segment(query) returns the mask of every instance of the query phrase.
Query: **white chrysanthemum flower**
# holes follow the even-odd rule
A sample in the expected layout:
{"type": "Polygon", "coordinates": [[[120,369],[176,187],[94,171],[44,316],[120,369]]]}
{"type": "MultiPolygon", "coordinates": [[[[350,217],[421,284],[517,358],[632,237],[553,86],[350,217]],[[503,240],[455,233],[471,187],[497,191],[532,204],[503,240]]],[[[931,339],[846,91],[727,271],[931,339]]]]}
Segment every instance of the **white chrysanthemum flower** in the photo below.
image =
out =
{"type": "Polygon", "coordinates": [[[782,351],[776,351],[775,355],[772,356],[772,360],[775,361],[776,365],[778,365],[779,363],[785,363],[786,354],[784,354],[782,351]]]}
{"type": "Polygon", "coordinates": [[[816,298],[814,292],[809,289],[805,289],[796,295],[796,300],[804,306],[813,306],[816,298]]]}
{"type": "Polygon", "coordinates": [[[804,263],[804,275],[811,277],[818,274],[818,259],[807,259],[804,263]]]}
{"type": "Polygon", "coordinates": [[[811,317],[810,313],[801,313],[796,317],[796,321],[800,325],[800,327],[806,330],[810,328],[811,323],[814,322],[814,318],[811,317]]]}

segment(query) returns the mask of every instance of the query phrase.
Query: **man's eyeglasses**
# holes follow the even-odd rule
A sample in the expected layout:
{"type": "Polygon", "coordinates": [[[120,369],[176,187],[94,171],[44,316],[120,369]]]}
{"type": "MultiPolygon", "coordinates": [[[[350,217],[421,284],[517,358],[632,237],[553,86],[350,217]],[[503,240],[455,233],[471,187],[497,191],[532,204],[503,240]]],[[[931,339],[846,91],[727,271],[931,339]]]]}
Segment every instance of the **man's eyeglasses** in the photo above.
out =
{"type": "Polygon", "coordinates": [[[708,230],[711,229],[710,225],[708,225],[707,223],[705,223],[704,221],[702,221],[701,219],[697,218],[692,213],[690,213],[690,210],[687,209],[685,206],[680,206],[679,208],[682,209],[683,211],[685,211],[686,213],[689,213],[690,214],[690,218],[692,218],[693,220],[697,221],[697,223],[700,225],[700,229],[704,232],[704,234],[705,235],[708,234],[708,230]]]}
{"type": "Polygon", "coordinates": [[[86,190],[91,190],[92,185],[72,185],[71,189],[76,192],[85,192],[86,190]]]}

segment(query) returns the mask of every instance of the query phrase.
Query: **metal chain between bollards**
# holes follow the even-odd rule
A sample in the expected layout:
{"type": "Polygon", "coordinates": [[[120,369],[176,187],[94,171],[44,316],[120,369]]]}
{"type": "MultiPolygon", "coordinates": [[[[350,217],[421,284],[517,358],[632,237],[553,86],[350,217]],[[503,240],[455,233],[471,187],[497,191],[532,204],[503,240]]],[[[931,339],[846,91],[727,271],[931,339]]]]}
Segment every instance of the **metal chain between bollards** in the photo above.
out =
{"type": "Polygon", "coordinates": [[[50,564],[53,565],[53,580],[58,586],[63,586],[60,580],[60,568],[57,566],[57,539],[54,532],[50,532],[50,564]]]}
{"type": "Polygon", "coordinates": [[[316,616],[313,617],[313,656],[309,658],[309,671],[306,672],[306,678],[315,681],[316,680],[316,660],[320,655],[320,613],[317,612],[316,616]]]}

▸ Task directions: The data above needs to be retyped in full, exactly as given.

▸ Answer to the exercise:
segment(query) returns the mask of every instance of the query phrase.
Query: **white chrysanthemum flower**
# holes follow the even-odd rule
A sample in the expected layout:
{"type": "Polygon", "coordinates": [[[120,369],[176,187],[94,171],[44,316],[120,369]]]}
{"type": "MultiPolygon", "coordinates": [[[[350,217],[421,284],[517,358],[632,237],[553,86],[350,217]],[[503,240],[455,233],[471,187],[497,191],[532,204],[503,240]]],[[[931,339],[846,91],[727,271],[931,339]]]]}
Segment every instance of the **white chrysanthemum flower** in the photo below.
image =
out =
{"type": "Polygon", "coordinates": [[[782,351],[776,351],[775,355],[772,356],[772,360],[775,361],[776,365],[778,365],[779,363],[785,363],[786,354],[784,354],[782,351]]]}
{"type": "Polygon", "coordinates": [[[816,298],[814,292],[809,289],[805,289],[796,295],[796,300],[804,306],[813,306],[816,298]]]}
{"type": "Polygon", "coordinates": [[[804,263],[804,275],[811,277],[818,274],[818,259],[807,259],[804,263]]]}
{"type": "Polygon", "coordinates": [[[811,317],[810,313],[801,313],[796,317],[796,321],[800,325],[800,327],[806,330],[810,328],[811,323],[814,322],[814,318],[811,317]]]}

segment(query) returns the mask of every instance of the query phrase.
Query: **man's eyeglasses**
# holes follow the even-odd rule
A sample in the expected layout:
{"type": "Polygon", "coordinates": [[[120,369],[176,187],[94,171],[44,316],[120,369]]]}
{"type": "MultiPolygon", "coordinates": [[[[350,217],[421,284],[517,358],[632,237],[553,86],[350,217]],[[503,240],[455,233],[471,187],[497,191],[532,204],[503,240]]],[[[931,339],[846,91],[727,271],[931,339]]]]}
Segment every instance of the **man's eyeglasses** in the photo above.
out =
{"type": "Polygon", "coordinates": [[[708,230],[711,229],[710,225],[708,225],[707,223],[705,223],[704,221],[702,221],[701,219],[697,218],[692,213],[690,213],[690,210],[687,209],[685,206],[680,206],[679,208],[682,209],[683,211],[685,211],[686,213],[689,213],[690,214],[690,218],[692,218],[693,220],[697,221],[697,223],[700,225],[700,229],[704,232],[704,234],[705,235],[708,234],[708,230]]]}
{"type": "Polygon", "coordinates": [[[86,190],[91,190],[92,185],[72,185],[71,189],[76,192],[85,192],[86,190]]]}

segment(query) returns the mask of every instance of the query phrase.
Query: **metal chain between bollards**
# holes follow the even-odd rule
A sample in the expected layout:
{"type": "Polygon", "coordinates": [[[120,369],[176,187],[94,171],[44,316],[120,369]]]}
{"type": "MultiPolygon", "coordinates": [[[[350,217],[421,284],[517,358],[632,237],[553,86],[350,217]],[[503,240],[455,233],[471,187],[497,191],[532,204],[503,240]]],[[[931,339],[846,91],[727,271],[931,339]]]]}
Segment every instance of the **metal chain between bollards** in the photo above.
out =
{"type": "Polygon", "coordinates": [[[50,564],[53,565],[53,580],[58,586],[63,586],[60,580],[60,568],[57,566],[57,539],[54,532],[50,532],[50,564]]]}
{"type": "Polygon", "coordinates": [[[316,616],[313,617],[313,656],[309,658],[309,671],[306,672],[306,678],[315,681],[316,680],[316,660],[320,655],[320,613],[317,612],[316,616]]]}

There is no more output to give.